■ **WHAT TO WORK ON**
After repeating the line containing "Target = stone building facade", stop; until then, repeat each line of the listing below exactly, starting with the first.
[Start of Attachment]
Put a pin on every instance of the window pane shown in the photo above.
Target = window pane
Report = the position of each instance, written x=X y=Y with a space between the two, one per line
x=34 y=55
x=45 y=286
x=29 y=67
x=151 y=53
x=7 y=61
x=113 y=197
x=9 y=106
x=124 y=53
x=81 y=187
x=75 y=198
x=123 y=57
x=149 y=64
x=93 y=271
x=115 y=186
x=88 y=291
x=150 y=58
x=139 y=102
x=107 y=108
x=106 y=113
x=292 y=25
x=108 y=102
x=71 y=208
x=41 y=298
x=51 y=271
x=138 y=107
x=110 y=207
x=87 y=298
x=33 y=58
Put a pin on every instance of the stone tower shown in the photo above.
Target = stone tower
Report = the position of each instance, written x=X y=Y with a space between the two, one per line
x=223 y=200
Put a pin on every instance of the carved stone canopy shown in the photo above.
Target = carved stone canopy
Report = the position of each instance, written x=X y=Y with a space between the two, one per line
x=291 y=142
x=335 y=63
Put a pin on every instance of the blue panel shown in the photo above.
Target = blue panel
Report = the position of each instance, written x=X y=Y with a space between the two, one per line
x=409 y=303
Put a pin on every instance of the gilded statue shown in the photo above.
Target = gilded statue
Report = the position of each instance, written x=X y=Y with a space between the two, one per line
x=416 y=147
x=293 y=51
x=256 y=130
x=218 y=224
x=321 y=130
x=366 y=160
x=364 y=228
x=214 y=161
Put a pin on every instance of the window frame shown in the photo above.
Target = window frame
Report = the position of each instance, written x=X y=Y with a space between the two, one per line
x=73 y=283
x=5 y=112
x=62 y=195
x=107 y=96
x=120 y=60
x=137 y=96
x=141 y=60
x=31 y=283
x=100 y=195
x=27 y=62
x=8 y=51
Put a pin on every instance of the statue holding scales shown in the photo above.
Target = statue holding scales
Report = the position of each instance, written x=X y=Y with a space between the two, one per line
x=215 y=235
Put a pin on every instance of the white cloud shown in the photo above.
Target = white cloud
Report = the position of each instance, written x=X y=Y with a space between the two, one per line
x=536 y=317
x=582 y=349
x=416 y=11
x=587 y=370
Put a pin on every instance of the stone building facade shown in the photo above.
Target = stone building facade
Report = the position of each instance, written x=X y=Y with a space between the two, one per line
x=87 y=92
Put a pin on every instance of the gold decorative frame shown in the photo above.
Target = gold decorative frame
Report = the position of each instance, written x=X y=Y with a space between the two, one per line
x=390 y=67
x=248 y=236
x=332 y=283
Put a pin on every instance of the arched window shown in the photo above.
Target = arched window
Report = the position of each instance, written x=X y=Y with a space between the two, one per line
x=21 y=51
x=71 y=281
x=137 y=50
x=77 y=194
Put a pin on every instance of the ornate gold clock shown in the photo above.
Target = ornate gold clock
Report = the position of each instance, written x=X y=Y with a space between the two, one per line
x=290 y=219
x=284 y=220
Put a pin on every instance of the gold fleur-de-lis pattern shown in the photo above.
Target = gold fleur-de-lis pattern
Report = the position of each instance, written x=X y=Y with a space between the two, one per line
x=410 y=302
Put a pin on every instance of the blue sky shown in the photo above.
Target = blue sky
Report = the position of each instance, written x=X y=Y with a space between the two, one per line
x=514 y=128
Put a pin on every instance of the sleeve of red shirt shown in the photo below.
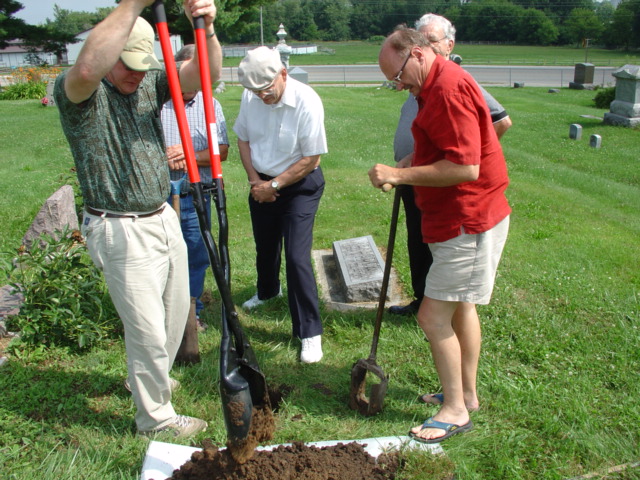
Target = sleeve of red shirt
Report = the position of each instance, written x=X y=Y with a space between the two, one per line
x=455 y=124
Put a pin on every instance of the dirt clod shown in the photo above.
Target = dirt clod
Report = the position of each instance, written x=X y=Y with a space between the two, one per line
x=261 y=430
x=294 y=462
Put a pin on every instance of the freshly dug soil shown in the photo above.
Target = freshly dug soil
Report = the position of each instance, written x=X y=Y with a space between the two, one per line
x=295 y=462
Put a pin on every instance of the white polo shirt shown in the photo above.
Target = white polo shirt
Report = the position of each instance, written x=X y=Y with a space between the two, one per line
x=281 y=134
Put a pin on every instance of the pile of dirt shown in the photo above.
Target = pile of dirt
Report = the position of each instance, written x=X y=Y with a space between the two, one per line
x=294 y=462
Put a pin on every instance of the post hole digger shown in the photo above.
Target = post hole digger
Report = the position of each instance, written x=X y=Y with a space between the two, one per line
x=358 y=399
x=243 y=388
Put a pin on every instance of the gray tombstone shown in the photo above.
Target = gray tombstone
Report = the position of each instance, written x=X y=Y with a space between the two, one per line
x=595 y=141
x=360 y=268
x=583 y=77
x=50 y=101
x=58 y=212
x=625 y=109
x=299 y=74
x=575 y=131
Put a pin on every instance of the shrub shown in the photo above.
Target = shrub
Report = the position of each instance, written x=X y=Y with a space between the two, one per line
x=376 y=39
x=604 y=97
x=29 y=83
x=66 y=303
x=24 y=91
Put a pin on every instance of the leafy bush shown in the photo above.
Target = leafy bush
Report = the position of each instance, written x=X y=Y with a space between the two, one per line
x=376 y=39
x=29 y=83
x=605 y=96
x=66 y=303
x=24 y=91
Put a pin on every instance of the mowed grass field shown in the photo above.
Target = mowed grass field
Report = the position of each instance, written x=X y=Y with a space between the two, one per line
x=558 y=377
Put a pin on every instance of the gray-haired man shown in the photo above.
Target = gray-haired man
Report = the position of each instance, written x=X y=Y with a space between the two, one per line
x=441 y=34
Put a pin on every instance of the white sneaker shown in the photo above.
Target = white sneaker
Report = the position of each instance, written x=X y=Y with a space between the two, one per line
x=181 y=427
x=311 y=349
x=254 y=301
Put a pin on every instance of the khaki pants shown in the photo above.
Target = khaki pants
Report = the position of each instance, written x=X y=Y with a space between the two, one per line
x=144 y=261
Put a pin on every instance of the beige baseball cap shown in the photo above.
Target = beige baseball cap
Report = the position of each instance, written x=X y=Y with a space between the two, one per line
x=259 y=68
x=138 y=52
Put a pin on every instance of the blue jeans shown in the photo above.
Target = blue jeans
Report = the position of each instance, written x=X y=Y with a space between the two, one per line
x=198 y=256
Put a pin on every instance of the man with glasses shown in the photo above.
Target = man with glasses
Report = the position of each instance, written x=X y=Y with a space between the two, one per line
x=459 y=176
x=441 y=35
x=281 y=137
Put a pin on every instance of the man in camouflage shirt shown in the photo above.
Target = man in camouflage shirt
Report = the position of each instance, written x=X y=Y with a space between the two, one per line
x=110 y=103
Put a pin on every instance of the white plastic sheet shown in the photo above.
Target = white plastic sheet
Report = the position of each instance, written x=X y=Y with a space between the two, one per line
x=163 y=458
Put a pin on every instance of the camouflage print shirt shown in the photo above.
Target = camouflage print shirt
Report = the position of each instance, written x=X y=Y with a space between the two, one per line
x=117 y=144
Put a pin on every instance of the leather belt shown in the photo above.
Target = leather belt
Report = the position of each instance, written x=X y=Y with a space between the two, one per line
x=100 y=213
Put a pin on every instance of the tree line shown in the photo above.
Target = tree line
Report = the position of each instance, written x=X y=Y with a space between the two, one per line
x=523 y=22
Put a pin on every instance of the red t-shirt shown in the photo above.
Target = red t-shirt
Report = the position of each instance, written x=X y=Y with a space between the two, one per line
[End of Attachment]
■ **RESULT**
Put a pin on every instance of the window pane shown in the photo above.
Target = window pane
Report = the position of each instance, written x=X y=Y with a space between the two, one per line
x=34 y=55
x=45 y=286
x=29 y=67
x=151 y=53
x=7 y=61
x=113 y=197
x=9 y=106
x=124 y=53
x=81 y=187
x=75 y=198
x=123 y=57
x=149 y=64
x=93 y=271
x=115 y=186
x=88 y=291
x=150 y=58
x=139 y=102
x=107 y=108
x=106 y=113
x=292 y=25
x=108 y=102
x=71 y=208
x=41 y=298
x=51 y=271
x=138 y=107
x=110 y=207
x=87 y=298
x=33 y=58
Put a pin on every instance of the stone tower shown in the photo above.
Target = stone tower
Report = the position of each instance, written x=X y=Y with a space between the two, one per line
x=223 y=200
Put a pin on every instance of the carved stone canopy shown in the photo above.
Target = carved stone canopy
Report = the position of each instance, written x=X y=Y with a space between the two, one per line
x=291 y=142
x=335 y=63
Put a pin on every instance of the blue panel shown in the photo above.
Target = blue panel
Report = the position of each instance, written x=X y=Y with a space between the two, one per line
x=409 y=303
Put a pin on every instance of the gilded statue shown in the photo above.
Target = gilded statue
Report = the position of each instance, written x=X y=Y with a space between the two, one per line
x=416 y=147
x=293 y=51
x=256 y=130
x=218 y=224
x=321 y=130
x=366 y=160
x=364 y=228
x=214 y=161
Put a pin on every instance of the window frame shown in the photo above.
Target = window frame
Report = the position of each instance, written x=X y=Y with a space between the two, one per line
x=73 y=283
x=5 y=112
x=62 y=195
x=107 y=96
x=120 y=60
x=137 y=96
x=141 y=60
x=31 y=283
x=100 y=195
x=27 y=62
x=8 y=51
Put a pin on every instance of the statue holding scales shown in the photo above.
Target = statue holding scales
Report = the position of each instance, written x=X y=Y with a space between the two, one per line
x=215 y=235
Put a pin on every instance of the white cloud shown in the photo above.
Target = white cloud
Report = the position of each instance, written x=X y=Y with a space between the two, one per line
x=536 y=317
x=582 y=349
x=416 y=11
x=587 y=370
Put a pin on every instance of the stone building facade shown in the photo above.
Target = stone building facade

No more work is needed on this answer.